For example, we can safely call:

String name = person?.organization?.parent?.name

In the example above if a person, person.organization, or organization.parent are null, then null is returned.

6.2. Elvis Operator

The Elvis operator “?:” lets us condense ternary expressions. These two are equivalent:

String name = person.name ?: defaultName

and

String name = person.name ? person.name : defaultName

They both assign the value of person.name to the name variable if it is Groovy true (in this case, not null and has a non-zero length).

6.3. Spaceship Operator

The spaceship operator “<=>” is a relational operator that performs like Java’s compareTo() which compares two objects and returns -1, 0, or +1 depending on the values of both arguments.

If the left argument is greater than the right, the operator returns 1. If the left argument is less than the right, the operator returns −1. If the arguments are equal, 0 is returned.

The greatest advantage of using the comparison operators is the smooth handling of nulls such that x <=> y will never throw a NullPointerException:

println 5 <=> null

The above example will print 1 as a result.

7. Strings

There are multiple ways for expressing string literals. The approach used in Java (double-quoted strings) is supported, but it is also allowed to use single quotes when preferred.

Multi-line strings, sometimes called heredocs in other languages, are also supported, using triple quotes (either single or double).

· · · · · · ·

Extend the Groovy tutorial above, picking up right after its final sentence about multi-line strings.

(Data items)
· · · · · · ·

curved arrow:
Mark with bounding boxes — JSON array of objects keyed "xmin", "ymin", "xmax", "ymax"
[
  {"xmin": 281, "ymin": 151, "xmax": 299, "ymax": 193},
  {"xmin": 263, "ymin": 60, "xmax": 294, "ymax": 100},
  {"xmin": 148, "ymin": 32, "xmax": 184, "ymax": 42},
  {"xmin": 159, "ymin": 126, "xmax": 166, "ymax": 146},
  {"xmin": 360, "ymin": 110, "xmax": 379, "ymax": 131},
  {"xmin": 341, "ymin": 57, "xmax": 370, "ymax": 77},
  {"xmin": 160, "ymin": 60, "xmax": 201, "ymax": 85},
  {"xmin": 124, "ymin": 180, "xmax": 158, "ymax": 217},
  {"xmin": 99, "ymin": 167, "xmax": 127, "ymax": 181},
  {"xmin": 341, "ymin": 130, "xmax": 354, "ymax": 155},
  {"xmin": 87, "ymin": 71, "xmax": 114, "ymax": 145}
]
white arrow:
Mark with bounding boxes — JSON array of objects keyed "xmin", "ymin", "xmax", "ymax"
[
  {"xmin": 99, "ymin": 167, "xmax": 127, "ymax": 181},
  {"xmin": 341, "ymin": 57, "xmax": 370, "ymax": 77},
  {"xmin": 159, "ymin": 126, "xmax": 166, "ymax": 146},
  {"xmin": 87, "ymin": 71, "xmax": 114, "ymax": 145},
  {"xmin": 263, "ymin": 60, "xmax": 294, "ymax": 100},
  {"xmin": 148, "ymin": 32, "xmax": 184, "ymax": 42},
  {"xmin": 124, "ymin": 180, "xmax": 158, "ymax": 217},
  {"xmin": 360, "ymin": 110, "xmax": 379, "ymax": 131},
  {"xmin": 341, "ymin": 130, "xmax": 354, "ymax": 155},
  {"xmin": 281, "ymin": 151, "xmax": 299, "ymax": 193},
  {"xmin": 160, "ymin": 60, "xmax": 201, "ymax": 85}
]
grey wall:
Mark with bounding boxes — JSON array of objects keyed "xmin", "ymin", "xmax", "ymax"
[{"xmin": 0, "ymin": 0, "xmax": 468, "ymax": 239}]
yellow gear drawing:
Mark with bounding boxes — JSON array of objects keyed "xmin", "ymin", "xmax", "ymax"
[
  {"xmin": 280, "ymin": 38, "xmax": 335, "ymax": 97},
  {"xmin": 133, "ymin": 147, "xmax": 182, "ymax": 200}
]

· · · · · · ·

Exercise result
Multi-line strings, sometimes called heredocs in other languages, are also supported, using triple quotes (either single or double).

Strings defined with double quotes support interpolation using the ${} syntax:

def name = "Bill Gates"
def greeting = "Hello, ${name}"

In fact, any expression can be placed inside the ${}:

def name = "Bill Gates"
def greeting = "Hello, ${name.toUpperCase()}"

A String with double quotes is called a GString if it contains an expression ${}, otherwise, it is a plain String object.

The code below will run without failing the test:

def a = "hello" 
assert a.class.name == 'java.lang.String'

def b = 'hello'
assert b.class.name == 'java.lang.String'

def c = "${b}"
assert c.class.name == 'org.codehaus.groovy.runtime.GStringImpl'

8. Collections and Maps

Let’s take a look at how some basic data structures are handled.

8.1. Lists

Here’s some code to add a few elements to a new instance of ArrayList in Java:

List<String> list = new ArrayList<>();
list.add("Hello");
list.add("World");

And here’s the same operation in Groovy:

List list = ['Hello', 'World']

Lists are by default of type java.util.ArrayList and can also be declared explicitly by calling the corresponding constructor.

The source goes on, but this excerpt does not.